Work request
Which lines run from the line containing "of the clear" through the end of the records below? Reproduce them exactly, and nothing else.

Records

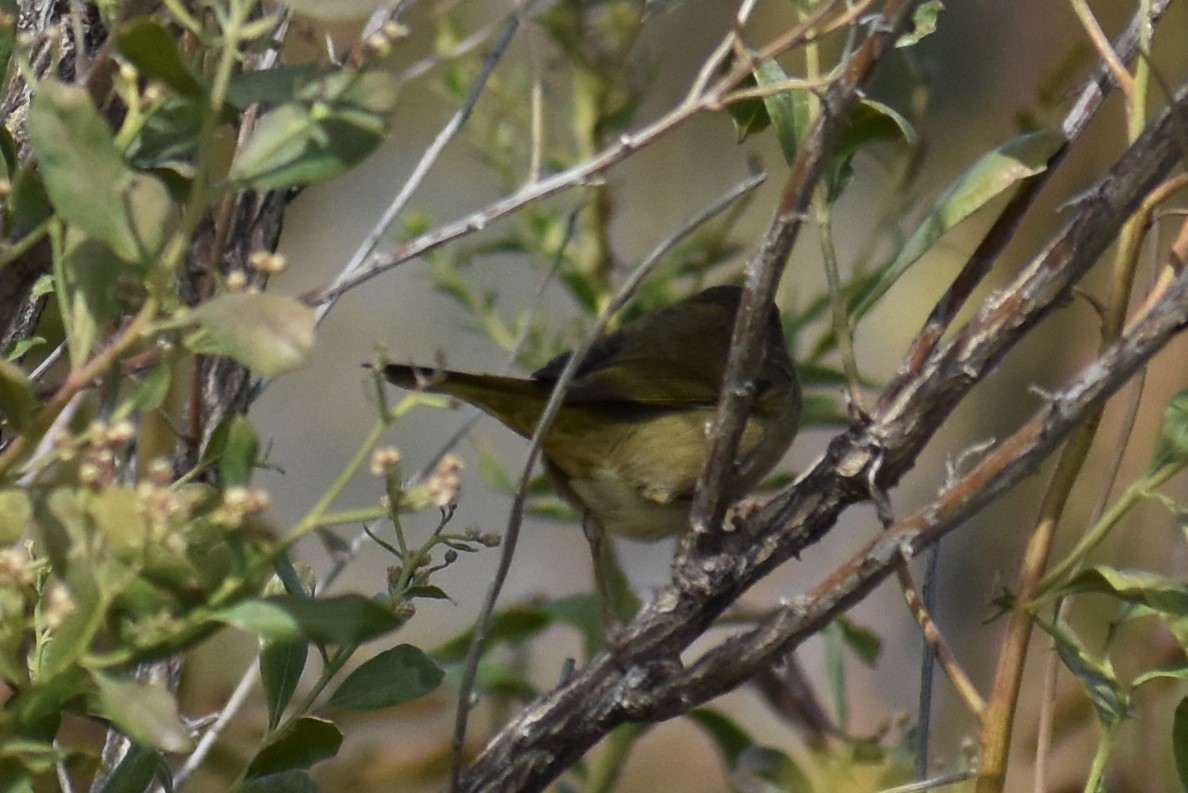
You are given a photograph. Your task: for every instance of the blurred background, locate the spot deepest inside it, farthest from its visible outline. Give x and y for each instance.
(990, 70)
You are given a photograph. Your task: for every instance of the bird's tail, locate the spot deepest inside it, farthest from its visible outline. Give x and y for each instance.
(514, 401)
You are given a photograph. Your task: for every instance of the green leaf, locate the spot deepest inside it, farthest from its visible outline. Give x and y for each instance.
(730, 738)
(342, 620)
(1095, 676)
(396, 676)
(493, 473)
(787, 109)
(272, 86)
(298, 746)
(8, 152)
(923, 23)
(765, 768)
(342, 119)
(73, 639)
(145, 712)
(871, 124)
(269, 334)
(1180, 741)
(1016, 160)
(288, 781)
(1171, 448)
(282, 664)
(87, 179)
(30, 204)
(18, 403)
(151, 49)
(14, 776)
(16, 513)
(1168, 596)
(239, 452)
(136, 771)
(152, 391)
(507, 627)
(583, 613)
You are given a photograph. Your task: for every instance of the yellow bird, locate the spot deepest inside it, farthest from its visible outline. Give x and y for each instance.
(630, 439)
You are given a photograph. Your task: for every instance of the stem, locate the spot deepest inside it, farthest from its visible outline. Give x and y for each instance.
(76, 382)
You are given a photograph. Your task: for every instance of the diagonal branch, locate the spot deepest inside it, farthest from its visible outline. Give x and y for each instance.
(645, 679)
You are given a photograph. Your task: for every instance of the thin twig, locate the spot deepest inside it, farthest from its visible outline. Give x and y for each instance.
(418, 173)
(697, 101)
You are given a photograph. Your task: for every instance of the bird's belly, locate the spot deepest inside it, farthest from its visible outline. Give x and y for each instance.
(621, 508)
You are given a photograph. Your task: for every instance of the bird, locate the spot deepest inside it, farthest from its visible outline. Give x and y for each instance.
(631, 437)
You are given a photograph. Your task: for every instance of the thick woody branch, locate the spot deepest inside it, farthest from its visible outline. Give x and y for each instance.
(645, 678)
(764, 271)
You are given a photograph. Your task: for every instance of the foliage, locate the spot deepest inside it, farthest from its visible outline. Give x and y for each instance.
(130, 526)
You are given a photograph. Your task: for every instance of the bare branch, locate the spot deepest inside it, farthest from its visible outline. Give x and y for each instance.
(645, 679)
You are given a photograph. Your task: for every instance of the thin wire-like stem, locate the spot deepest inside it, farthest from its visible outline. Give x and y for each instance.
(424, 164)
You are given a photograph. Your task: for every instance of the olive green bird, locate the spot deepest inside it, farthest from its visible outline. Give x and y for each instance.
(630, 439)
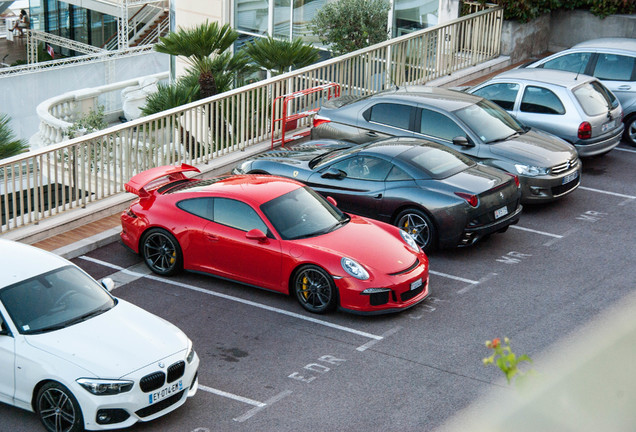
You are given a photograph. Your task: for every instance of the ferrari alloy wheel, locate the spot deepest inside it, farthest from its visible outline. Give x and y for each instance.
(58, 409)
(416, 223)
(315, 289)
(161, 252)
(630, 130)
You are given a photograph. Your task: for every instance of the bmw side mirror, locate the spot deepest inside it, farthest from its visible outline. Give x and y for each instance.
(462, 141)
(334, 174)
(256, 234)
(108, 283)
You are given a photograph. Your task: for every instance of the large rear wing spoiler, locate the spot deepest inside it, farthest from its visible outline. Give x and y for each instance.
(156, 177)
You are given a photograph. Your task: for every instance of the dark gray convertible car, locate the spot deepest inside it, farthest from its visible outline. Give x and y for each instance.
(547, 166)
(439, 196)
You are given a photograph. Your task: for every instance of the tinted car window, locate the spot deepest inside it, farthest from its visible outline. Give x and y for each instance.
(202, 207)
(436, 162)
(364, 168)
(503, 94)
(439, 125)
(594, 98)
(614, 67)
(488, 121)
(397, 174)
(390, 114)
(574, 62)
(541, 100)
(237, 215)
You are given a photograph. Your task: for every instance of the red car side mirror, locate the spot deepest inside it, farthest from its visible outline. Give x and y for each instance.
(256, 234)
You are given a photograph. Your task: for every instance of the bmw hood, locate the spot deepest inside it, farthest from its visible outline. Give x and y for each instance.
(535, 148)
(115, 343)
(369, 243)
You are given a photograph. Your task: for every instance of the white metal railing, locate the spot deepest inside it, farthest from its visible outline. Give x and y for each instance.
(46, 182)
(58, 114)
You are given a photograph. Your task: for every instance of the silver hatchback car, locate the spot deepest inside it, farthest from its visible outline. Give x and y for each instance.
(610, 60)
(577, 108)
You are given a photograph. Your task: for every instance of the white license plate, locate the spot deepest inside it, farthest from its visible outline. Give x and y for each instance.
(568, 178)
(501, 212)
(416, 284)
(165, 392)
(609, 125)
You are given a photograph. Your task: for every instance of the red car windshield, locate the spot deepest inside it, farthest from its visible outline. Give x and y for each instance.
(302, 213)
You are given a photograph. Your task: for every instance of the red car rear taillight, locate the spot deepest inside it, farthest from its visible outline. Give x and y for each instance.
(585, 130)
(471, 199)
(318, 120)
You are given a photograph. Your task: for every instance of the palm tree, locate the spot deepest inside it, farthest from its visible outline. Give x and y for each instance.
(9, 145)
(198, 45)
(279, 56)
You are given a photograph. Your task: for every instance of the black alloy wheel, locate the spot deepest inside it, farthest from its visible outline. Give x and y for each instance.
(315, 289)
(419, 225)
(161, 252)
(58, 409)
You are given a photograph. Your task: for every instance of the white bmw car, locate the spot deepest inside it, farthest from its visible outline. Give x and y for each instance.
(79, 357)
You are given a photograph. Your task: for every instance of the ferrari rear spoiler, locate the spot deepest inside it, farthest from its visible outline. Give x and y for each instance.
(142, 182)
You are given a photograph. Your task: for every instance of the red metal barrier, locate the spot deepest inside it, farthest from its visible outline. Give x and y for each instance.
(290, 121)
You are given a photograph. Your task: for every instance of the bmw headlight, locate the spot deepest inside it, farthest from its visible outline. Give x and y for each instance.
(530, 170)
(354, 269)
(102, 387)
(190, 354)
(408, 238)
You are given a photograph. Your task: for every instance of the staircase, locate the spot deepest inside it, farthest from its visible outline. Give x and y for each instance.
(145, 27)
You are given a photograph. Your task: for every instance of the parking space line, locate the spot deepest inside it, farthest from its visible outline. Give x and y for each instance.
(457, 278)
(268, 402)
(232, 396)
(239, 300)
(535, 231)
(373, 342)
(608, 192)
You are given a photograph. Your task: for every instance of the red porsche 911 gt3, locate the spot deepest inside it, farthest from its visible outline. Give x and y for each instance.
(274, 233)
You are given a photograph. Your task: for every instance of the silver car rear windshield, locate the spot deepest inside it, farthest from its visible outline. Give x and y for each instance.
(489, 122)
(594, 98)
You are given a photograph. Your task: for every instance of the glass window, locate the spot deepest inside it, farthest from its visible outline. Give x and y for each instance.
(302, 213)
(574, 62)
(489, 122)
(594, 98)
(364, 168)
(614, 67)
(503, 94)
(438, 125)
(411, 16)
(202, 207)
(237, 214)
(251, 16)
(55, 300)
(541, 100)
(436, 161)
(398, 174)
(395, 115)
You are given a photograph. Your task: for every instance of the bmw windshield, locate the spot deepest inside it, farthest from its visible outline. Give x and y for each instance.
(489, 122)
(302, 213)
(55, 300)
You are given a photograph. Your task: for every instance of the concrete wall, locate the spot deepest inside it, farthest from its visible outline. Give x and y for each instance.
(560, 30)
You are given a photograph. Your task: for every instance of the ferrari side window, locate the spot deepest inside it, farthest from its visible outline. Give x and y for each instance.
(364, 168)
(237, 214)
(202, 207)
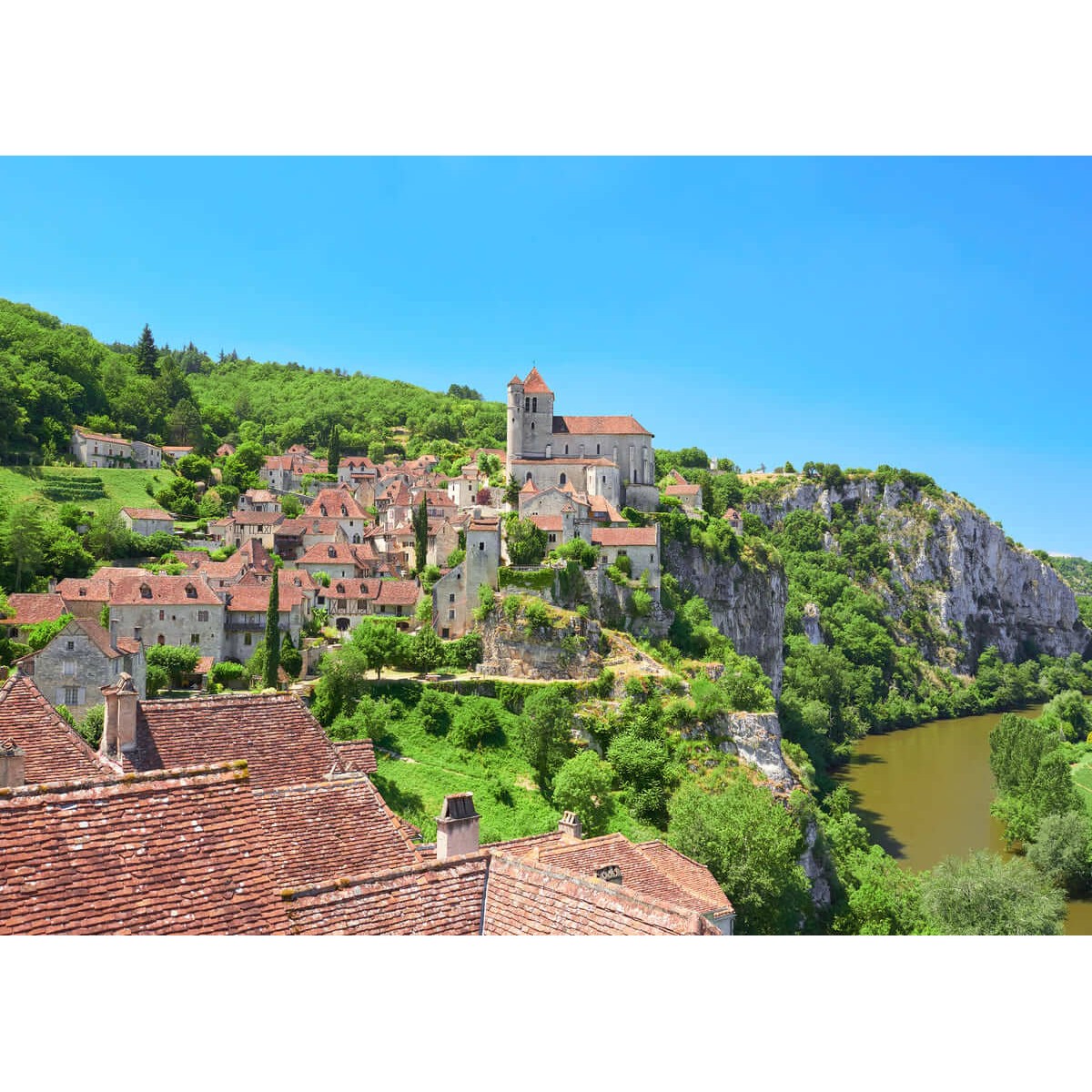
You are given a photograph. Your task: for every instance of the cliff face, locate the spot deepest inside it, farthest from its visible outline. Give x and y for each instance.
(747, 605)
(951, 561)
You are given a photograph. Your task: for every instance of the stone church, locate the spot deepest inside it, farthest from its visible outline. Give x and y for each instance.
(604, 457)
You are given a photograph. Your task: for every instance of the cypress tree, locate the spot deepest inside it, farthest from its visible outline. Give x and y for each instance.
(420, 533)
(333, 450)
(147, 353)
(272, 633)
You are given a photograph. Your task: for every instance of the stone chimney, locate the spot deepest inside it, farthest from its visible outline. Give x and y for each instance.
(571, 824)
(119, 722)
(12, 764)
(457, 827)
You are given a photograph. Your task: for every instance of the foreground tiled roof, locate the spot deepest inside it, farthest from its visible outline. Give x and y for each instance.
(591, 426)
(330, 829)
(54, 751)
(358, 754)
(440, 898)
(523, 899)
(28, 609)
(278, 738)
(176, 852)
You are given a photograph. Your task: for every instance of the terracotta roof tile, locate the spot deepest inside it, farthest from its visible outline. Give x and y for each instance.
(358, 754)
(176, 852)
(322, 831)
(278, 738)
(54, 751)
(592, 426)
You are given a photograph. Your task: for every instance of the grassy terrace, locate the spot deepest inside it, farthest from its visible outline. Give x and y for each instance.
(125, 487)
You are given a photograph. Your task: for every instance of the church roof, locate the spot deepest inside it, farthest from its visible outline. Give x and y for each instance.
(535, 385)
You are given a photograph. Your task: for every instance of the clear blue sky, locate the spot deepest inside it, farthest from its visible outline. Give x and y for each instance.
(929, 314)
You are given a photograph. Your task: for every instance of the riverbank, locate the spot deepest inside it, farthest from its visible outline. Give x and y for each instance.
(924, 794)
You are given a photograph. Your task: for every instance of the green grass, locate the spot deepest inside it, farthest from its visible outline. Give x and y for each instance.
(125, 487)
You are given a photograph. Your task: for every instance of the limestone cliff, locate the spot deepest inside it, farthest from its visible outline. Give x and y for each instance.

Written answer
You are given a photograph. Your task: for every instance of the clear blue sky, locate the spot deepest inside it, farthest from its visible outline. Give x and y for each instance.
(929, 314)
You are given a photograph. Your task: for every instance of the riverbank, locate the spot deepest inside it, farthest from its visible outline. Give x and y for each instance.
(924, 794)
You are given a photograph. Your task: for every instance of the green grass, locate the spot deepest inside it, farthest from its visible outline. Give x and y for each instance.
(125, 487)
You are given a photograph. Your task: for every instance of the limestone cliff, locate the spot deepest inside it, farthest from its visible outline. Give x and y for each instance.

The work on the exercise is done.